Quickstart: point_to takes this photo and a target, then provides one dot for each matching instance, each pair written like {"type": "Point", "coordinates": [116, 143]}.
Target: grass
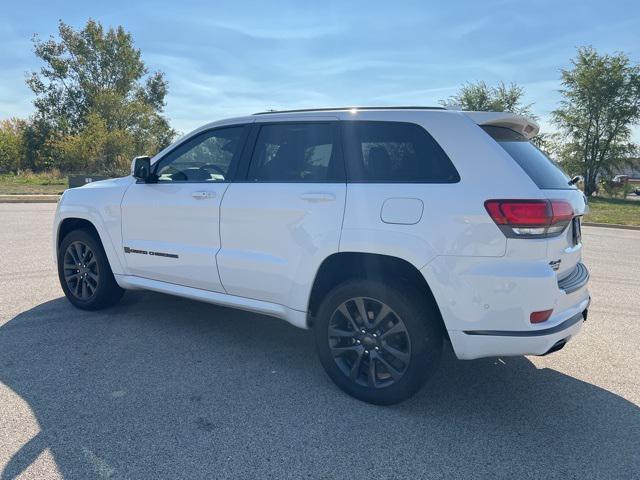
{"type": "Point", "coordinates": [29, 183]}
{"type": "Point", "coordinates": [613, 210]}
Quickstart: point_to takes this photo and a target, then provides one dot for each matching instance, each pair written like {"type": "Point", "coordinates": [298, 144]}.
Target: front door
{"type": "Point", "coordinates": [170, 229]}
{"type": "Point", "coordinates": [284, 219]}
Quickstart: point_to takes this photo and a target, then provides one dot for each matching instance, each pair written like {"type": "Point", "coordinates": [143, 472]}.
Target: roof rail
{"type": "Point", "coordinates": [328, 109]}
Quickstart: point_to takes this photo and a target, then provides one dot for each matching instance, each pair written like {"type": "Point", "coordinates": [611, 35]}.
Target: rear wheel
{"type": "Point", "coordinates": [84, 272]}
{"type": "Point", "coordinates": [379, 343]}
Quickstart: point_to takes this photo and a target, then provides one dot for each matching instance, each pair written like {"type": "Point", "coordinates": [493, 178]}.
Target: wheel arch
{"type": "Point", "coordinates": [342, 266]}
{"type": "Point", "coordinates": [71, 223]}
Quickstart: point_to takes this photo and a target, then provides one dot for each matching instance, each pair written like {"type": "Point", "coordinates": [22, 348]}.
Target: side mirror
{"type": "Point", "coordinates": [141, 168]}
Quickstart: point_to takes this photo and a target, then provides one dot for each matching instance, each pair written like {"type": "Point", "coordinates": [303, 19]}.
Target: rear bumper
{"type": "Point", "coordinates": [486, 304]}
{"type": "Point", "coordinates": [472, 344]}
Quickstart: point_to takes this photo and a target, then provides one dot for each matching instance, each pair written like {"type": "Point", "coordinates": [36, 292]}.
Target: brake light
{"type": "Point", "coordinates": [539, 317]}
{"type": "Point", "coordinates": [530, 218]}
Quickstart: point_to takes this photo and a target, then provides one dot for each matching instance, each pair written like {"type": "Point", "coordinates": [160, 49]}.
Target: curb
{"type": "Point", "coordinates": [611, 225]}
{"type": "Point", "coordinates": [29, 198]}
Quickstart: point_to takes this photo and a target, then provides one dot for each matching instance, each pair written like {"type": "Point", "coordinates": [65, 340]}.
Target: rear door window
{"type": "Point", "coordinates": [546, 174]}
{"type": "Point", "coordinates": [395, 152]}
{"type": "Point", "coordinates": [297, 152]}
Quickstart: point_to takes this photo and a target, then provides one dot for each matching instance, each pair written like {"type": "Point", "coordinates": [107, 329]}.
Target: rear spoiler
{"type": "Point", "coordinates": [518, 123]}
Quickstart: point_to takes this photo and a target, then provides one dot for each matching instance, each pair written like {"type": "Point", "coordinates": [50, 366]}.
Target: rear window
{"type": "Point", "coordinates": [395, 152]}
{"type": "Point", "coordinates": [540, 168]}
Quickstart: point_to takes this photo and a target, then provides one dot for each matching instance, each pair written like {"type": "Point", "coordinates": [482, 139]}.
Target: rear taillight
• • • • • • •
*What you should do*: The result should be an exact retyped version of all the entries above, containing no pictures.

*Expected output*:
Quickstart: point_to takes this photo and a target, then provides one dot for each matching instance, each pair written like {"type": "Point", "coordinates": [116, 143]}.
Target: grass
{"type": "Point", "coordinates": [29, 183]}
{"type": "Point", "coordinates": [613, 210]}
Quickstart: point_to takes this photo and a target, then provides one dot for each matching instance, each pair written like {"type": "Point", "coordinates": [298, 144]}.
Target: front door
{"type": "Point", "coordinates": [170, 229]}
{"type": "Point", "coordinates": [284, 219]}
Quickstart: point_to takes this photo and a target, then provides one dot for each matching instance, each pair written like {"type": "Point", "coordinates": [143, 472]}.
Target: roof rail
{"type": "Point", "coordinates": [328, 109]}
Quickstart: point_to takes this photo and a target, then provides one dot for each matching instance, each pair written like {"type": "Point", "coordinates": [611, 35]}.
Target: rear wheel
{"type": "Point", "coordinates": [84, 272]}
{"type": "Point", "coordinates": [379, 343]}
Quickstart: point_to takes this photo and a target, then provides one dot for each matching instance, each pair written like {"type": "Point", "coordinates": [493, 178]}.
Target: wheel arch
{"type": "Point", "coordinates": [342, 266]}
{"type": "Point", "coordinates": [71, 223]}
Quickstart: point_to takes this photo and a target, then provides one dot for each matching instance, each pair written like {"type": "Point", "coordinates": [22, 348]}.
Target: side mirror
{"type": "Point", "coordinates": [141, 168]}
Quickstart: point_to takes this photo and a target, then provides one dot for each matching instance, each pair written like {"type": "Point", "coordinates": [303, 19]}.
Target: rear bumper
{"type": "Point", "coordinates": [486, 304]}
{"type": "Point", "coordinates": [472, 344]}
Quickstart: point_to takes this photo and a target, then provides one dot for each matching instance, each pair written like {"type": "Point", "coordinates": [36, 292]}.
Target: brake light
{"type": "Point", "coordinates": [539, 317]}
{"type": "Point", "coordinates": [530, 218]}
Quickstart: point_to takes this photo and a target, then provides one dot for each matching instance, each pair written like {"type": "Point", "coordinates": [160, 49]}.
Target: curb
{"type": "Point", "coordinates": [611, 225]}
{"type": "Point", "coordinates": [29, 198]}
Quickstart: point_to takes this photo and a target, then provides one dot for each matching instance, each pair written like {"type": "Point", "coordinates": [65, 340]}.
Target: rear door window
{"type": "Point", "coordinates": [546, 174]}
{"type": "Point", "coordinates": [395, 152]}
{"type": "Point", "coordinates": [297, 152]}
Quickstart: point_to takes this photo and a target, then provides one dot for each matching instance, each pair written like {"type": "Point", "coordinates": [107, 329]}.
Target: rear spoiler
{"type": "Point", "coordinates": [518, 123]}
Quickstart: point_to takes this photo and a target, then provides one dot for each matching instance, each pair written like {"type": "Point", "coordinates": [50, 366]}.
Target: rear window
{"type": "Point", "coordinates": [395, 152]}
{"type": "Point", "coordinates": [540, 168]}
Quickstart: point_to takes this photo and a target, then provides one dot for each matching instance, each pair written like {"type": "Point", "coordinates": [482, 139]}.
Target: rear taillight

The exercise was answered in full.